ENTRIES SHOWN
>> BEGIN
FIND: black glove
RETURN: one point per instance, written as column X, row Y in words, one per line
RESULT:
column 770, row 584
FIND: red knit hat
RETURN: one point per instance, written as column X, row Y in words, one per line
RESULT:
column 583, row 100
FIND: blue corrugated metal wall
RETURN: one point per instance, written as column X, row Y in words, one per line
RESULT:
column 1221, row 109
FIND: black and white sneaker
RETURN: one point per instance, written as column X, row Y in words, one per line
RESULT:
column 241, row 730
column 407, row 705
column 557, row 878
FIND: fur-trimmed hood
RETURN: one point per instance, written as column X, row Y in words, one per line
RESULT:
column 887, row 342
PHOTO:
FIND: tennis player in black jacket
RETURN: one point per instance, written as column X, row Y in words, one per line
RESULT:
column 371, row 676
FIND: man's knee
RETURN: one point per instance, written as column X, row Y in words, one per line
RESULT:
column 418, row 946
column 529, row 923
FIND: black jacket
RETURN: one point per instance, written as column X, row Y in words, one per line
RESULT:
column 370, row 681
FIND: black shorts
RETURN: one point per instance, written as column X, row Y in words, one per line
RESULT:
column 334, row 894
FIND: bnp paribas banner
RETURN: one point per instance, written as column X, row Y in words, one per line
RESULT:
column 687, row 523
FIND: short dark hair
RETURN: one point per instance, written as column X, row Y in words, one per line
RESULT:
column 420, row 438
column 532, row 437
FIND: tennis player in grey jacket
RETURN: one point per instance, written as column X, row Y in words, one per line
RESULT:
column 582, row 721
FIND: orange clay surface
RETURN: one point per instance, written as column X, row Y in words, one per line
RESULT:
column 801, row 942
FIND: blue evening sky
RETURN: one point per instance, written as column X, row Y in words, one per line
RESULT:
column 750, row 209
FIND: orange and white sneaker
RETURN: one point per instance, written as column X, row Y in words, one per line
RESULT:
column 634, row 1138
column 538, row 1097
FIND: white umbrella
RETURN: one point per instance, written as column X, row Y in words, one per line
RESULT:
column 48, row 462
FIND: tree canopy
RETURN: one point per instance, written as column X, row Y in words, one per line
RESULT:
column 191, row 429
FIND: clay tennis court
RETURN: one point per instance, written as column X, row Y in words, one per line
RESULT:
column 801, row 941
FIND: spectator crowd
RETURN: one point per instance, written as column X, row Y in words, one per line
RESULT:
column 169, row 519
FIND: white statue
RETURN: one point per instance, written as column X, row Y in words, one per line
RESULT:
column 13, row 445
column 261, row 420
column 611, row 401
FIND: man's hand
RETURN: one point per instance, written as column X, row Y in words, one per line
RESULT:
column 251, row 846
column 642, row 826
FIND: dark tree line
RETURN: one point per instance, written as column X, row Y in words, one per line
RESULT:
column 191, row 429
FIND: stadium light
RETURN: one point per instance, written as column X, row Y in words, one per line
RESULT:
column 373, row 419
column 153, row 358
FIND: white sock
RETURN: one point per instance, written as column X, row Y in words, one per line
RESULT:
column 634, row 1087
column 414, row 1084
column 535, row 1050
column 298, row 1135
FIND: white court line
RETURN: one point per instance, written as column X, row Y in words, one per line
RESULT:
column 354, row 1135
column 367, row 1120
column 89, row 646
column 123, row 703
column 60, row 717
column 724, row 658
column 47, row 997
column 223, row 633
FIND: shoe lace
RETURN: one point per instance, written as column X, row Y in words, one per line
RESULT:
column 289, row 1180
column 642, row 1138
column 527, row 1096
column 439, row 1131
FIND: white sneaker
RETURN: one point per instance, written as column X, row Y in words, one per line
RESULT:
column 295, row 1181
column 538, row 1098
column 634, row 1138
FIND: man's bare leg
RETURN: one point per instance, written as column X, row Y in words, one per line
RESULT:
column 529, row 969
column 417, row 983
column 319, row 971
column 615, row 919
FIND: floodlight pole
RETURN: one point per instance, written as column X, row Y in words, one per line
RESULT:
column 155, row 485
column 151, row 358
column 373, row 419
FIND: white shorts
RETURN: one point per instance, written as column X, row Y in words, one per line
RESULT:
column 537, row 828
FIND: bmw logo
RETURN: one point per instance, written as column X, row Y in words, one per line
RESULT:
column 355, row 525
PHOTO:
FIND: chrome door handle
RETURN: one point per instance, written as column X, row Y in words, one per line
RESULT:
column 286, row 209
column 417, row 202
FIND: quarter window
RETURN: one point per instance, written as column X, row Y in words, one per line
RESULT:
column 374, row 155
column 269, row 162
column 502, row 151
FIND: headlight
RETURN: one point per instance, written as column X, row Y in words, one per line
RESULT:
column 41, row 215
>> END
WHAT YOU SHOULD DO
Retype the entire listing above, keeping every line unchanged.

RESPONSE
FIND: black glove
RETURN: one point per instance, written as column X, row Y in words, one per line
RESULT:
column 770, row 584
FIND: red knit hat
RETURN: one point per instance, written as column X, row Y in words, one per line
RESULT:
column 583, row 100
FIND: blue corrugated metal wall
RETURN: one point per instance, written as column X, row Y in words, one per line
RESULT:
column 1221, row 109
FIND: black and white sneaker
RETURN: one point per instance, written as column X, row Y in words, one per line
RESULT:
column 241, row 730
column 407, row 705
column 557, row 878
FIND: fur-trimmed hood
RETURN: one point per instance, written as column X, row Y in words, one per line
RESULT:
column 887, row 342
PHOTO:
FIND: tennis player in black jacket
RETURN: one point per instance, written as column X, row Y in words, one per line
RESULT:
column 371, row 676
FIND: man's knee
RETURN: one point per instance, written as column X, row Y in words, one per line
RESULT:
column 418, row 946
column 529, row 923
FIND: black jacket
RETURN: one point per instance, written as column X, row Y in words, one per line
RESULT:
column 370, row 681
FIND: black shorts
RETURN: one point per instance, written as column X, row Y in words, one per line
RESULT:
column 334, row 894
FIND: bnp paribas banner
RETURN: one point per instance, written as column X, row Y in words, one per line
RESULT:
column 687, row 523
FIND: short dark hair
RETURN: one point per instance, written as column X, row Y in words, one per line
RESULT:
column 420, row 438
column 532, row 437
FIND: tennis player in grey jacket
RETURN: one point per instance, written as column X, row Y in words, one per line
RESULT:
column 582, row 721
FIND: orange clay surface
RETURN: one point per instance, written as column X, row Y in words, one per line
RESULT:
column 801, row 942
FIND: blue evening sky
RETURN: one point per instance, written as column X, row Y in words, one per line
RESULT:
column 750, row 209
FIND: orange and white sneaker
RETURN: one point per instance, written as column X, row Y in words, one per line
RESULT:
column 634, row 1138
column 538, row 1097
FIND: white umbrella
RETURN: one point per instance, written as column X, row Y in words, one per line
RESULT:
column 48, row 462
FIND: tree canopy
RETURN: one point per instance, written as column X, row Y in words, one per line
RESULT:
column 191, row 429
FIND: clay tennis court
RETURN: one point per instance, written as column X, row Y in words, one per line
RESULT:
column 801, row 941
FIND: spectator crowd
RETURN: one point per instance, written as column X, row Y in words, one per line
RESULT:
column 169, row 519
FIND: white statue
RETURN: one point per instance, written as column X, row Y in words, one per line
RESULT:
column 13, row 445
column 261, row 420
column 611, row 401
FIND: man's hand
RETURN: one point per instance, written as column X, row Y in words, one per line
RESULT:
column 251, row 846
column 642, row 826
FIND: dark tree line
RETURN: one point per instance, written as column X, row Y in words, one per line
RESULT:
column 191, row 429
FIND: stadium light
RETURN: one point per instance, written as column X, row Y in words, one per line
RESULT:
column 373, row 419
column 153, row 358
FIND: white sock
RETURN: one point per instance, written as column X, row Y in words, one per line
RESULT:
column 634, row 1087
column 414, row 1084
column 535, row 1050
column 298, row 1135
FIND: white court line
RETURN: one point per instance, written as column X, row Y in words, one per line
RESULT:
column 354, row 1135
column 367, row 1120
column 89, row 646
column 123, row 703
column 60, row 717
column 724, row 658
column 47, row 997
column 223, row 633
FIND: shoe lace
RETURN: one point per instance, written as column X, row Y in words, one per line
RESULT:
column 289, row 1180
column 642, row 1138
column 527, row 1096
column 439, row 1131
FIND: white sneaker
RETURN: one point per instance, written as column X, row Y in words, one per line
RESULT:
column 295, row 1181
column 538, row 1098
column 634, row 1138
FIND: man's bare leg
RETURN: one point per instance, written as column X, row Y in words, one per line
RESULT:
column 529, row 969
column 417, row 983
column 319, row 971
column 615, row 919
FIND: floodlight pole
RETURN: one point per instance, written as column X, row Y in words, one per line
RESULT:
column 155, row 485
column 151, row 358
column 373, row 419
FIND: white shorts
RETURN: one point per instance, written as column X, row Y in words, one per line
RESULT:
column 537, row 828
FIND: bmw logo
RETURN: one point per instance, written as column X, row Y in words, one per line
RESULT:
column 355, row 525
PHOTO:
FIND: chrome door handle
RETURN: one point per instance, written as column X, row Y in words, one per line
RESULT:
column 286, row 209
column 417, row 202
FIND: quarter window
RETURN: one point per instance, written as column X, row Y in words, one per line
RESULT:
column 374, row 155
column 269, row 162
column 502, row 151
FIND: headlight
RETURN: one point per instance, written as column X, row Y in words, one per line
RESULT:
column 41, row 215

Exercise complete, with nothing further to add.